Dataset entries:
*** Block opens ***
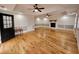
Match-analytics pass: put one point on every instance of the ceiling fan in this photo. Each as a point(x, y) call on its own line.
point(36, 8)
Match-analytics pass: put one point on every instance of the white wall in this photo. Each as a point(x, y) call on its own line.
point(67, 21)
point(24, 21)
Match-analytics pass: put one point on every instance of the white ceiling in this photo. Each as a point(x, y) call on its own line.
point(49, 8)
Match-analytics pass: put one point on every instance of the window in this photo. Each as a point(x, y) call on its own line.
point(7, 21)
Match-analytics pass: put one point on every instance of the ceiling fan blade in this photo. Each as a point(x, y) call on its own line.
point(41, 8)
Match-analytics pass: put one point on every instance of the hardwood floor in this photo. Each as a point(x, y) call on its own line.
point(42, 41)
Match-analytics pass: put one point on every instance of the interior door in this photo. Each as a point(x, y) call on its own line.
point(7, 27)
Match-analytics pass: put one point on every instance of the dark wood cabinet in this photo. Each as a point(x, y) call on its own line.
point(6, 27)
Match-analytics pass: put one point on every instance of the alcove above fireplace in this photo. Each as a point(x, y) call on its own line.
point(53, 23)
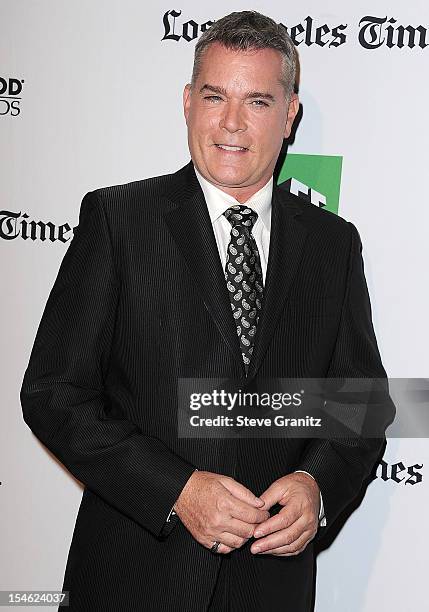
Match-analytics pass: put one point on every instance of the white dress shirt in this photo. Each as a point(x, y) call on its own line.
point(217, 203)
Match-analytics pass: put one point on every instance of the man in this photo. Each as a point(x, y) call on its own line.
point(144, 296)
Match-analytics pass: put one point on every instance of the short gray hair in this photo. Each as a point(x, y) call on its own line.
point(248, 30)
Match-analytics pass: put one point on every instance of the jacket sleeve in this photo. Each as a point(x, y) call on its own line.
point(63, 396)
point(341, 465)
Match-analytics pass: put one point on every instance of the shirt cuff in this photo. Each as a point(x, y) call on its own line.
point(322, 518)
point(172, 512)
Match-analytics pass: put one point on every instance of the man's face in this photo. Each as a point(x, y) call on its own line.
point(238, 101)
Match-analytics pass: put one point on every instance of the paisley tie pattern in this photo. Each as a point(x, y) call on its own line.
point(243, 276)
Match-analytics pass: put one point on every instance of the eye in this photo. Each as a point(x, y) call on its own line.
point(212, 98)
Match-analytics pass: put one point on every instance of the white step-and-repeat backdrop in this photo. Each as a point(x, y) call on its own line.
point(91, 95)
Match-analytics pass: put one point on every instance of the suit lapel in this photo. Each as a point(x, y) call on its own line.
point(287, 239)
point(192, 230)
point(190, 225)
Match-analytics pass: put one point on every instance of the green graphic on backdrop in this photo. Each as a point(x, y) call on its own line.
point(321, 173)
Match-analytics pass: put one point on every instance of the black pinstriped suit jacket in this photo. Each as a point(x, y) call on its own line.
point(132, 309)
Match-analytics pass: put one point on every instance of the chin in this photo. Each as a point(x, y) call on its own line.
point(228, 179)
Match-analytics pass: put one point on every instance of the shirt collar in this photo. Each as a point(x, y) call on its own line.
point(218, 201)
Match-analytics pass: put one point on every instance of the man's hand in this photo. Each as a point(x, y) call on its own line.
point(217, 508)
point(288, 532)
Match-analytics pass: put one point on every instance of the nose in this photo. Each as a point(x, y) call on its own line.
point(232, 118)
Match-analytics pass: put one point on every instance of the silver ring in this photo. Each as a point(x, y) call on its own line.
point(215, 547)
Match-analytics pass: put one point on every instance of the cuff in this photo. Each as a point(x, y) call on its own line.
point(322, 518)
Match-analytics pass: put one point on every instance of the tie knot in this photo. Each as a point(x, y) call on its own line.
point(241, 215)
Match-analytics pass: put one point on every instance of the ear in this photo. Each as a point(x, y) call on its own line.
point(186, 101)
point(291, 114)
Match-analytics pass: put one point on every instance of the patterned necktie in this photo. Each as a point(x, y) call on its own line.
point(243, 276)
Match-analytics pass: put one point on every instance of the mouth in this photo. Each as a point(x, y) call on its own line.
point(231, 149)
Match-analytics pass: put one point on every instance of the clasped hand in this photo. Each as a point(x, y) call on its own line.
point(214, 508)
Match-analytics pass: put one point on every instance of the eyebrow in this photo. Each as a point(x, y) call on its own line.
point(249, 94)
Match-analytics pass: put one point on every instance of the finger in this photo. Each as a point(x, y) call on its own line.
point(241, 492)
point(282, 520)
point(272, 495)
point(240, 528)
point(245, 513)
point(231, 540)
point(284, 537)
point(292, 549)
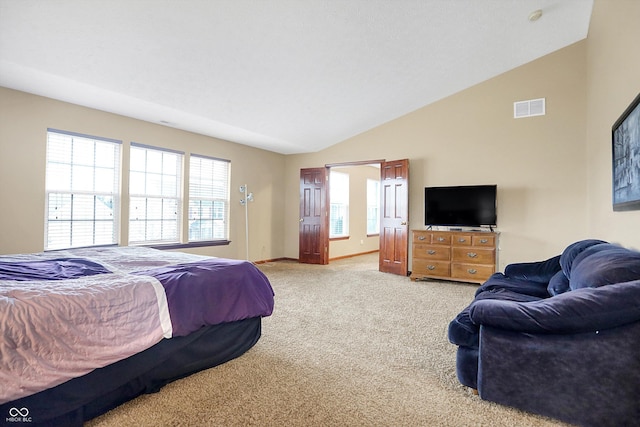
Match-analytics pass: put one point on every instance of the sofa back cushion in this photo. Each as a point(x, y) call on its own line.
point(606, 266)
point(572, 251)
point(558, 284)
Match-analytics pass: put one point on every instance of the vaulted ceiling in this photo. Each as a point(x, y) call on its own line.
point(289, 76)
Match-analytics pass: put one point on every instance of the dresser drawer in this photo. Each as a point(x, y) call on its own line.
point(433, 252)
point(473, 255)
point(422, 237)
point(471, 272)
point(461, 239)
point(439, 238)
point(424, 267)
point(488, 241)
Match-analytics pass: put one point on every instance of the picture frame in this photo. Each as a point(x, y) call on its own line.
point(625, 145)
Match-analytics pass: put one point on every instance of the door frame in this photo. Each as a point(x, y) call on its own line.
point(347, 164)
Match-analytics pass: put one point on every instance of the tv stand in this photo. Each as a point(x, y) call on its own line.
point(466, 256)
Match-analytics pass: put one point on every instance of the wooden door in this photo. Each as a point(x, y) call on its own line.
point(394, 216)
point(314, 216)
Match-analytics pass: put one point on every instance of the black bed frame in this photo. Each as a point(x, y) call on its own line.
point(83, 398)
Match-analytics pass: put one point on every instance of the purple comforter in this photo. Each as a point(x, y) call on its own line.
point(213, 291)
point(65, 313)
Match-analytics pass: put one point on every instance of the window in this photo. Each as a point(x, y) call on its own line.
point(82, 190)
point(208, 198)
point(339, 195)
point(155, 195)
point(373, 206)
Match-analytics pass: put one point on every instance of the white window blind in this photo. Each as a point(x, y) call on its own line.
point(339, 197)
point(82, 190)
point(208, 198)
point(373, 206)
point(155, 196)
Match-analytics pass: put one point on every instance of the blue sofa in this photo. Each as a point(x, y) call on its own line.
point(559, 337)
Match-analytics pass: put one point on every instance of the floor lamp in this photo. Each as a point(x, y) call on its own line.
point(245, 202)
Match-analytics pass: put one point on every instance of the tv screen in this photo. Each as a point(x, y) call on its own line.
point(625, 138)
point(467, 206)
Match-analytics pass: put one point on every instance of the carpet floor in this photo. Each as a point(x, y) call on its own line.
point(345, 346)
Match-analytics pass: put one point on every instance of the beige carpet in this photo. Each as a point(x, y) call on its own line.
point(346, 346)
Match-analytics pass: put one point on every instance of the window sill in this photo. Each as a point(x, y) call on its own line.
point(167, 246)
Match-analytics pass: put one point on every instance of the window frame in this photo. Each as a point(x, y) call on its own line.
point(81, 169)
point(178, 197)
point(211, 197)
point(339, 205)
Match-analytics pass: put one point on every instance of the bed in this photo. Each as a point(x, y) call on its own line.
point(85, 330)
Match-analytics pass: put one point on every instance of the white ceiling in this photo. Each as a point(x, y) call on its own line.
point(290, 76)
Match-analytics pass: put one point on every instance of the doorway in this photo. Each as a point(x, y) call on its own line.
point(315, 205)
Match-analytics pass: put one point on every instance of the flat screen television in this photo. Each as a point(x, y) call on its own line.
point(461, 206)
point(625, 141)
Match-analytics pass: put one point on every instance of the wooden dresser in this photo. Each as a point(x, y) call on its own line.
point(467, 256)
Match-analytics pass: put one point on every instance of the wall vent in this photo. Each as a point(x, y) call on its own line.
point(530, 108)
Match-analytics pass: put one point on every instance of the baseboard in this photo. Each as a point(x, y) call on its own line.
point(330, 259)
point(353, 255)
point(274, 260)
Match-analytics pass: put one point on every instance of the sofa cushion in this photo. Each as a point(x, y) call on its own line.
point(558, 284)
point(582, 310)
point(572, 251)
point(463, 332)
point(606, 267)
point(541, 271)
point(499, 281)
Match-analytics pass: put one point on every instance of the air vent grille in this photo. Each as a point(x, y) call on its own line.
point(530, 108)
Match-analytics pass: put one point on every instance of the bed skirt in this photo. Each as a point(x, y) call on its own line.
point(83, 398)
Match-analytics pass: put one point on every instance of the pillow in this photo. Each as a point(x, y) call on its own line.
point(572, 251)
point(558, 284)
point(606, 267)
point(540, 271)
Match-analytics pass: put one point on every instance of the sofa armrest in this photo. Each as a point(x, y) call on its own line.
point(588, 379)
point(581, 310)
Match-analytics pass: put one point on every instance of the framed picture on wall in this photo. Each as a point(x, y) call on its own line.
point(625, 137)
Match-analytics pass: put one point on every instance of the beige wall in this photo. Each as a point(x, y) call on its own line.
point(24, 120)
point(553, 172)
point(613, 81)
point(538, 163)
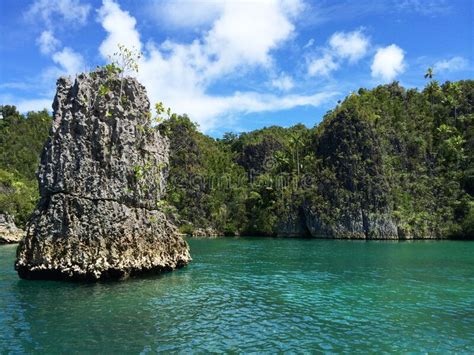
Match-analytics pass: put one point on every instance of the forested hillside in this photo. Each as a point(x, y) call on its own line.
point(384, 163)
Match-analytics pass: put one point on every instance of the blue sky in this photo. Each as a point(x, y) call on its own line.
point(236, 65)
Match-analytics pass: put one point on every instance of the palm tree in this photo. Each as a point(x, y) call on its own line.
point(429, 73)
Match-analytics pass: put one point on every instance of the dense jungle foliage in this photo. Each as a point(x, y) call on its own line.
point(392, 151)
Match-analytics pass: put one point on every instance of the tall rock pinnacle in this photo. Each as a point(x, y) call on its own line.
point(101, 178)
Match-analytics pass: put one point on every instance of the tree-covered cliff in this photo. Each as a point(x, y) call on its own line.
point(384, 163)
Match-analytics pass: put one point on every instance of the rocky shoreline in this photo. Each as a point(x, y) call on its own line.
point(102, 177)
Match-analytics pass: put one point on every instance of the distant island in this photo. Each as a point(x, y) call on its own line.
point(386, 163)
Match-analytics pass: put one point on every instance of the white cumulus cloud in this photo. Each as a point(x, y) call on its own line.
point(240, 37)
point(51, 11)
point(47, 42)
point(350, 45)
point(388, 63)
point(322, 66)
point(70, 61)
point(284, 82)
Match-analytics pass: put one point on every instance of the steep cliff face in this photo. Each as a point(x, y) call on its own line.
point(352, 194)
point(9, 233)
point(101, 178)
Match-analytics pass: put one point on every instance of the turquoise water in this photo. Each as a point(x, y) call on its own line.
point(256, 294)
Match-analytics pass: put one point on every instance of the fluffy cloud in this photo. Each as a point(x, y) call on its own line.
point(284, 82)
point(322, 66)
point(120, 28)
point(186, 13)
point(50, 11)
point(350, 45)
point(450, 65)
point(47, 42)
point(70, 61)
point(240, 37)
point(388, 63)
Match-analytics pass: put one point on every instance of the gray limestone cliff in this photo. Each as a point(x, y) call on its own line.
point(101, 178)
point(9, 233)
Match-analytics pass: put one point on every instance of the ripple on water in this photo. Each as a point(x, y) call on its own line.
point(254, 294)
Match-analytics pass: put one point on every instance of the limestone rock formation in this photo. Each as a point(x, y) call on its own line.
point(101, 177)
point(9, 233)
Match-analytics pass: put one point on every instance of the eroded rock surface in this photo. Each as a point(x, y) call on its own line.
point(102, 176)
point(9, 233)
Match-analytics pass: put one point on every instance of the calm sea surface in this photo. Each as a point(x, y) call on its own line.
point(256, 294)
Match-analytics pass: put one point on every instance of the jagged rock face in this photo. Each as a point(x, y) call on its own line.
point(9, 233)
point(101, 178)
point(357, 206)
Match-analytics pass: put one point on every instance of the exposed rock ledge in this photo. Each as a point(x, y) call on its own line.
point(9, 233)
point(101, 178)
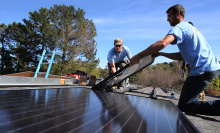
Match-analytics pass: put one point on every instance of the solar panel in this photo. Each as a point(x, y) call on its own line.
point(123, 73)
point(86, 110)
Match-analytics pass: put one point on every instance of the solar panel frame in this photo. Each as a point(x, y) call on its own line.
point(85, 110)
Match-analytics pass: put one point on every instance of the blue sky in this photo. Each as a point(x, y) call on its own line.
point(139, 23)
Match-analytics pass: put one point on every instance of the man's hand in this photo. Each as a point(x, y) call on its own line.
point(134, 60)
point(156, 54)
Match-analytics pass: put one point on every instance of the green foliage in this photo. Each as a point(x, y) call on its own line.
point(61, 27)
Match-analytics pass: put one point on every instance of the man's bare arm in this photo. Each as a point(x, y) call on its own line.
point(113, 69)
point(154, 48)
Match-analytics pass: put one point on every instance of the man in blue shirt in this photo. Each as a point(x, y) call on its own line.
point(193, 47)
point(117, 58)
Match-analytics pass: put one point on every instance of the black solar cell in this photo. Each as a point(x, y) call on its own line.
point(86, 110)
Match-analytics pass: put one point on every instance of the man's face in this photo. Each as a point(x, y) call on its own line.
point(172, 18)
point(118, 48)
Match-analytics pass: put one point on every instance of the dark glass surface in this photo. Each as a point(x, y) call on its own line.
point(85, 110)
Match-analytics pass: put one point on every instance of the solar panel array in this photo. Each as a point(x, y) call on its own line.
point(86, 110)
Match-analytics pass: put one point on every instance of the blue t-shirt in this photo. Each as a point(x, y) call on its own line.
point(194, 49)
point(115, 57)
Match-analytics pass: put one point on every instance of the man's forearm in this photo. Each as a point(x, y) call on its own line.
point(173, 56)
point(113, 69)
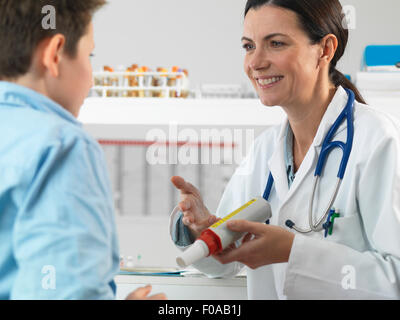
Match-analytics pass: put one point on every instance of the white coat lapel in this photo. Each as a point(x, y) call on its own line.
point(277, 165)
point(310, 161)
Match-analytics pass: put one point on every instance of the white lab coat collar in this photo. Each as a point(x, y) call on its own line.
point(336, 106)
point(276, 163)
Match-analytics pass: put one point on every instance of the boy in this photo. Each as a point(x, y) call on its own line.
point(57, 230)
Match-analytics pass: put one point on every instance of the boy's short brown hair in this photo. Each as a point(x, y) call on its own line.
point(21, 29)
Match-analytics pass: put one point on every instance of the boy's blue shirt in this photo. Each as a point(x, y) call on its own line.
point(58, 236)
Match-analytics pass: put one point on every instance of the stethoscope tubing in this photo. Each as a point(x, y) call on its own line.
point(327, 146)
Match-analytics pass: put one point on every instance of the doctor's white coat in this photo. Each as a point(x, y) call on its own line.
point(361, 259)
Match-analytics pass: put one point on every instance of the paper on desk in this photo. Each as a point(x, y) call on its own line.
point(150, 272)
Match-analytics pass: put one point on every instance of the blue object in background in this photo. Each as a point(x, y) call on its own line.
point(381, 55)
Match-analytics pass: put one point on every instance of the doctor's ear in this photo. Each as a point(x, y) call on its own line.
point(328, 47)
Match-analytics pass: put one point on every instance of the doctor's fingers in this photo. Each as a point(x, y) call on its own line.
point(184, 187)
point(189, 218)
point(255, 228)
point(192, 203)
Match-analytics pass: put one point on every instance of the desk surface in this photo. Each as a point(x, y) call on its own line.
point(185, 288)
point(183, 281)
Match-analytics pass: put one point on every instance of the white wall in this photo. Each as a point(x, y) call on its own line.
point(204, 35)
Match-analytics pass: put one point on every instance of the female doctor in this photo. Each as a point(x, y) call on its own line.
point(292, 48)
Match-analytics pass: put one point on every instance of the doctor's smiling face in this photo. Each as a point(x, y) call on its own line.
point(280, 60)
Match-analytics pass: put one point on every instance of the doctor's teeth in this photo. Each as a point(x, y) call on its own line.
point(264, 82)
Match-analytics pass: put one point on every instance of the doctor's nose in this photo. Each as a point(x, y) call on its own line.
point(258, 60)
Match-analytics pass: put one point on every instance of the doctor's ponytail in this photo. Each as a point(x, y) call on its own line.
point(318, 19)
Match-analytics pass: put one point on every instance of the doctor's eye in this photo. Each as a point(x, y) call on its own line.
point(248, 46)
point(277, 44)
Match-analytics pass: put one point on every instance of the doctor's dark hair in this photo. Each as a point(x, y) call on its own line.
point(318, 18)
point(21, 29)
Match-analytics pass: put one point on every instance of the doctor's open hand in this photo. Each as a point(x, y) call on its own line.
point(262, 245)
point(195, 214)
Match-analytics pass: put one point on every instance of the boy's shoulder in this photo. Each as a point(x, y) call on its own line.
point(41, 130)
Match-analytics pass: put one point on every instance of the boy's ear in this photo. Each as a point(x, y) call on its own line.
point(52, 54)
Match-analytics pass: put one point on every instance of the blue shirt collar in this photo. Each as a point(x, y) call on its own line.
point(12, 94)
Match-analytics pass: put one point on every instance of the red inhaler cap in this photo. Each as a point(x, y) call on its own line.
point(212, 241)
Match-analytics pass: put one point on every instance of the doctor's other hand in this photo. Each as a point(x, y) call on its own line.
point(195, 214)
point(143, 294)
point(262, 245)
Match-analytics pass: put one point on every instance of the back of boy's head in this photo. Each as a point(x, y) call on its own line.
point(22, 29)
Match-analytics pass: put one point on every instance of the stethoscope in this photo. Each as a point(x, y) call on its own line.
point(327, 146)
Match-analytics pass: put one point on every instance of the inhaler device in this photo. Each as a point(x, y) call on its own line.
point(217, 237)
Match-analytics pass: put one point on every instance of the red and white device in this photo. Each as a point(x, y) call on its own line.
point(217, 237)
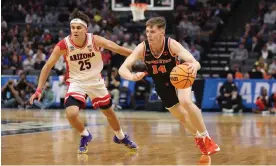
*** Block closes ***
When you reach the line that contains "the doctor's nose" in the records above, copy it and every line after it exactly through the last one, leaving out the pictures.

- RESULT OF THE EXERCISE -
Match-analytics pass: put one point on every instance of the doctor's nose in this photo. Each as a point(x, y) call on its own line.
point(258, 60)
Match-analytics pass: put one point on every instance of the doctor's ponytail in this photo. Each as a point(x, y) call on its own line.
point(318, 19)
Match-analytics pass: put one point on every instance of the doctor's eye in this photo. Each as a point(x, y) call on its own line.
point(248, 46)
point(277, 44)
Match-analytics pass: put one point on every instance of the doctor's dark hair in this photo. Each as a point(x, y) call on its own line.
point(318, 18)
point(21, 29)
Match-analytics pass: put one point on every instance of the doctor's open hand in this photo. Each as a point(x, y) call on its own line.
point(262, 245)
point(195, 214)
Match-analytics pass: put one point on every instance of the boy's shoulder in this photo. Each as a point(x, y) call on its own line.
point(41, 130)
Match-analytics pass: put one point on every instance of the boy's ear in this photo. Each as a point(x, y) call on its own line.
point(52, 54)
Match-analytics pass: put one point on every instance of the blue shirt collar in this photo. Each as a point(x, y) call on its own line.
point(12, 94)
Match-analytics pass: put one point on every instance of the red inhaler cap in this photo. Each as a point(x, y) call on its own line.
point(212, 241)
Match-analytics pass: put one point on every instance of the doctor's other hand in this photo. Each as a point(x, y) call on its own line.
point(195, 214)
point(143, 294)
point(262, 245)
Match-analytics pass: put one point on every instance of the back of boy's head in this photo. Each as a point(x, y) call on its own line.
point(22, 29)
Match-analytics pass: put one point on every instance of the stethoscope in this photo. Each as a point(x, y) call on its own line.
point(327, 146)
Match-analytics pass: put one point on every instance of the inhaler device in this photo. Each as a point(x, y) call on its own line.
point(217, 237)
Match-analytics pass: put one point on every instance of the red and white device in this photo. Each as a point(x, y) call on its own line.
point(217, 237)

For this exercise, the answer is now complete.